- **Zitierter Textauszug**
·····
Musikalische Karfreitagsmeditation in St. Martin

Wieder hatte Kantor Rainer Noll ein in Kelsterbach noch nie gehörtes Programm für die „Musikalische Meditation zur Todesstunde Jesu“ am vergangenen Karfreitag in der St. Martinskirche ausgearbeitet. Und wieder typisch für Noll: Neben Johann Sebastian Bach erklangen wieder Werke eines Zeitgenossen, hier Lothar Graap (geb. 1933). Von ihm sang der gefragte Berliner Tenor von der Staatsoper Unter den Linden, Christoph Leonhardt, drei Passionsgesänge, sensibel begleitet von Noll an der Orgel. In diesen schwebenden Gesängen, deren Verhaltenheit und äußere Schlichtheit den Hörer von ihrer Schwierigkeit nichts ahnen lässt, konnte Leonhardt in aller Bescheidenheit seine vollendete Stimmkunst zeigen.
·····
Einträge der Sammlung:
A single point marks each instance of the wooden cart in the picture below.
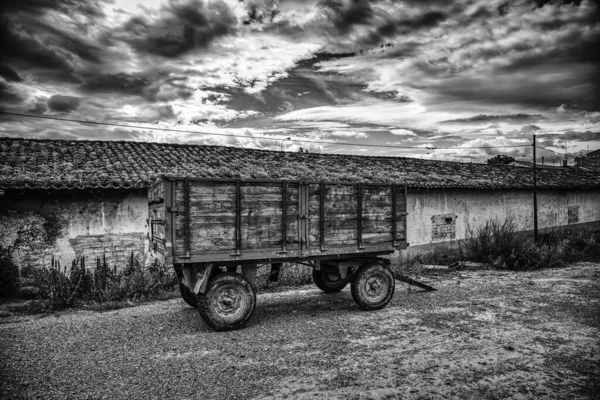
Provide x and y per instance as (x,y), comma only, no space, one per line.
(207,228)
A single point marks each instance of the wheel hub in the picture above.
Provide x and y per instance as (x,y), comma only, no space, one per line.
(376,287)
(228,301)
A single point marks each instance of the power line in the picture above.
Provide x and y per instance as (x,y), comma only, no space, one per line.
(556,152)
(247,137)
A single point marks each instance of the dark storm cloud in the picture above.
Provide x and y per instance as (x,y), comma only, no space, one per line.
(183,26)
(133,84)
(304,87)
(393,27)
(63,104)
(261,11)
(345,14)
(8,95)
(39,108)
(21,49)
(36,7)
(477,119)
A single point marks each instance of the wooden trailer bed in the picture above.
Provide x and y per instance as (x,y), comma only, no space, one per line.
(206,226)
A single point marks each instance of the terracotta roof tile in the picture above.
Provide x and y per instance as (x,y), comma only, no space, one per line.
(64,164)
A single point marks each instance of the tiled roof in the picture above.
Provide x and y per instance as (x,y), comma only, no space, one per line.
(66,164)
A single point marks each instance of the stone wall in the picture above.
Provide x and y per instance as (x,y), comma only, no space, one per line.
(92,223)
(438,217)
(113,222)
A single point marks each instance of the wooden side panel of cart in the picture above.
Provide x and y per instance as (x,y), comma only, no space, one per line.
(232,222)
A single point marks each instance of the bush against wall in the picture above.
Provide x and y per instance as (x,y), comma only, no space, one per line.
(9,274)
(502,245)
(63,287)
(21,233)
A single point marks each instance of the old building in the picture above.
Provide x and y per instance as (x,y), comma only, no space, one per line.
(88,198)
(589,159)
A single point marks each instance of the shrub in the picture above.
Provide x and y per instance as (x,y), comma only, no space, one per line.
(9,274)
(63,288)
(500,244)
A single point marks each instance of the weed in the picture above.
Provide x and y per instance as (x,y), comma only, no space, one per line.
(105,285)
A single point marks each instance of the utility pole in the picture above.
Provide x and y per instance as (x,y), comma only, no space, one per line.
(534,194)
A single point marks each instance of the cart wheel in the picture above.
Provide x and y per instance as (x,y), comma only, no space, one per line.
(187,294)
(373,286)
(228,302)
(328,280)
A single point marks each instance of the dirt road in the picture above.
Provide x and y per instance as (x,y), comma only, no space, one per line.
(482,335)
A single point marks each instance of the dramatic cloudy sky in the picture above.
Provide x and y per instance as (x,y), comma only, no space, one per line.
(434,78)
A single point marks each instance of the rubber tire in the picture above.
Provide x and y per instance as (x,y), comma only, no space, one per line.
(359,286)
(323,282)
(186,294)
(207,311)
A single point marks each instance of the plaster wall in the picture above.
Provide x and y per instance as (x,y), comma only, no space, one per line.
(93,223)
(113,222)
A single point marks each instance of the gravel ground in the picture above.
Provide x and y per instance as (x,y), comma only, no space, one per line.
(483,334)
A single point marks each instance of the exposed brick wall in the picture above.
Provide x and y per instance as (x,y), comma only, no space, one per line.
(116,247)
(93,223)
·····
- **Aufgabenteile**
[A] Überarbeiten Sie im Bericht zur Karfreitagsmeditation den Abschnitt von „Wieder hatte Kantor“ bis einschließlich „vollendete Stimmkunst zeigen.“, wobei „Tenor“ durch „Sänger“ zu ersetzen ist.
[B] Führen Sie den Bericht zur Karfreitagsmeditation im Anschluss an seinen letzten Satz fort.

- **Ergebnisse je Aufgabe**
[A]
Wieder hatte Kantor Rainer Noll ein in Kelsterbach noch nie gehörtes Programm für die „Musikalische Meditation zur Todesstunde Jesu“ am vergangenen Karfreitag in der St. Martinskirche ausgearbeitet. Und wieder typisch für Noll: Neben Johann Sebastian Bach erklangen wieder Werke eines Zeitgenossen, hier Lothar Graap (geb. 1933). Von ihm sang der gefragte Berliner Sänger von der Staatsoper Unter den Linden, Christoph Leonhardt, drei Passionsgesänge, sensibel begleitet von Noll an der Orgel. In diesen schwebenden Gesängen, deren Verhaltenheit und äußere Schlichtheit den Hörer von ihrer Schwierigkeit nichts ahnen lässt, konnte Leonhardt in aller Bescheidenheit seine vollendete Stimmkunst zeigen.

[B]
Im Zentrum stand der Choral „Kreuz, auf das ich schaue“ (Melodie von Lothar Graap), zunächst unbegleitet von Christoph Leonhardt vorgetragen, dann üppig entfaltet in Graaps zwölfteiliger Partita über sein eigenes Lied. Nolls Einfallsreichtum und Raffinesse im Gebrauch der Klangfarben seiner Orgel ließ wieder erstaunen.

Hier wurde wieder deutlich, dass der Jahrhunderte alte Baum des reichen Schatzes protestantischer Kirchenmusik, dem auch Bach angehört, bis heute wunderbare Früchte trägt, die nur gepflückt sein wollen, statt ignoriert zu werden zugunsten seichter kommerzieller Musik.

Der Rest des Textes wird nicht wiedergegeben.